ようこそ女たちの王国へ

ようこそ女たちの王国へ (ハヤカワ文庫SF)

ようこそ女たちの王国へ (ハヤカワ文庫SF)

 いやはや、とんでもない世界だなあ!
 本書は、ウェン・スペンサー著の「A Brother's Price」を和訳したものなのですが、本書の世界観の凄い事、凄い事。舞台設定は、おそらく17〜18世紀ぐらいのヨーロッパだと思いますが、なんと男子の出生率が5%しかないという極端な世界なのです。主人公のジェイン・ウィスラー家の家族構成で見てみますと、28人の姉妹に対し、男子の数はジェインを含めてたったの4人しかいません。当然、男子の数が少なければ、数が多い女性上位の世界になるわけなのですが、男の扱い方がまた凄い。この世界では、男子は16歳になると成人するのですが、成人した後の男が辿る道は、他の家の男子と交換されるか、高価な値段で売買されるか、のどちらかになるそうです。これは、どう考えても競馬の種馬です。

解くべき問題: 上の『ようこそ女たちの王国へ』の書評を、最後の文の続きから引き継いで書き進めてください。

記録:
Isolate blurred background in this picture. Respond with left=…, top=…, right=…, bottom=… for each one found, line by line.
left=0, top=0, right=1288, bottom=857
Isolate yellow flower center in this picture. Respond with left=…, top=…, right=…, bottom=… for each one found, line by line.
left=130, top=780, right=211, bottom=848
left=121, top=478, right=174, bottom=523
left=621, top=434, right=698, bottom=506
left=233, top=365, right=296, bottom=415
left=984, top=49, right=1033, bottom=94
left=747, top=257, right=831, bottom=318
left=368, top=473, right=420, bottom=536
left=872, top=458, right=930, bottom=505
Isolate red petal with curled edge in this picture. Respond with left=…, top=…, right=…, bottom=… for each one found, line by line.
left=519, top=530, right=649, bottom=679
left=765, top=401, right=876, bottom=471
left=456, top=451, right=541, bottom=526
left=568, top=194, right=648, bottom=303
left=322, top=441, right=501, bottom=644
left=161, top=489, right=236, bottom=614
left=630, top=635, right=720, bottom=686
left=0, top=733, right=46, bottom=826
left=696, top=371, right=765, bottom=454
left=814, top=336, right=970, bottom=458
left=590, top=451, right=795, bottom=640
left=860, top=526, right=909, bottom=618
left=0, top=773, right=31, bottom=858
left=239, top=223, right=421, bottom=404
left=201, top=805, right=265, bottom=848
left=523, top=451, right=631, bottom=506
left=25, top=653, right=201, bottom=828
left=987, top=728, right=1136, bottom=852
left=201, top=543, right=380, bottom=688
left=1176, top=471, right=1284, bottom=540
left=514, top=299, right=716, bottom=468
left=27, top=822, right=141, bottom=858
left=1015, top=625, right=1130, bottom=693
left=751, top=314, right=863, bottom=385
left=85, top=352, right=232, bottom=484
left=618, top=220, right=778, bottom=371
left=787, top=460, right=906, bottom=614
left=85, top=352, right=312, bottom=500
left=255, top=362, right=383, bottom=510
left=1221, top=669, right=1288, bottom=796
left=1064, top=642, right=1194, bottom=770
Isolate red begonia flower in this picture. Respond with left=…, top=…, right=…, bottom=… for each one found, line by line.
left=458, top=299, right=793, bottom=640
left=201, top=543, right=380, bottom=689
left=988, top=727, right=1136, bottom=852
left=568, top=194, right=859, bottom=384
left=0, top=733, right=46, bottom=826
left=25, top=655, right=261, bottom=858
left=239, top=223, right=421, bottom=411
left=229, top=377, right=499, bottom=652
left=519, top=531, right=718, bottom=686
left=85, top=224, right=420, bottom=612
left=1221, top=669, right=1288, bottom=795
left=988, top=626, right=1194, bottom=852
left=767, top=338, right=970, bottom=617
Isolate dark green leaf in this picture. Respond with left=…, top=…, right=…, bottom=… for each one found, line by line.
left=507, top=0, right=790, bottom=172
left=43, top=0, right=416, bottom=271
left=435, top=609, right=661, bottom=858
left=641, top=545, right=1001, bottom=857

演習の解答:
 また、子孫を残すには男の絶対数が足りないので、この世界では一夫多妻制を取り入れていて、一人の夫を姉妹で共有しているようです。ウィスラー家で考えますと、姉妹の数は28なので、一人の男が長女から真ん中の妹までを妻とした場合、一度に14人の妻ができるわけです。ここでラッキーと思う方もいるかもしれませんが、少し考えてほしいと思います。当然、結婚したからには夫には夜の仕事があるわけで、毎日順番に相手を交代しても14日。そしたら、一番最初の姉に戻って……、と相手の女性が妊娠するまで同じことを毎日繰り返さないといけないのですよ? 正直、これはキツイ! 身体がもたん! 作中でも、ジェリンが数多くの女性キャラに翻弄されて、赤面したり、困惑している場面があって面白かったです。
 ただ、上で種馬だとか女性上位の世界と書きましたが、作中からジェインが家族に大事にされていることが凄く伝わってきますし、ジェインもまた自分の姉妹や、王女のレンをはじめ、他の女性を心から尊敬していることが分かりますし、決してコメディのみの物語ではありません。
 終盤に大きな波乱があったものの、長編としては淡々と物語が進んでいく印象もありませんでしたが、舞台設定が凄く新鮮で笑えましたし、非常に心温まる物語だったと思います。一風変わった世界を味わってみたい方や、家族モノが読みたい方にはぜひ読んでもらいたいです。
 いやあ、面白かった!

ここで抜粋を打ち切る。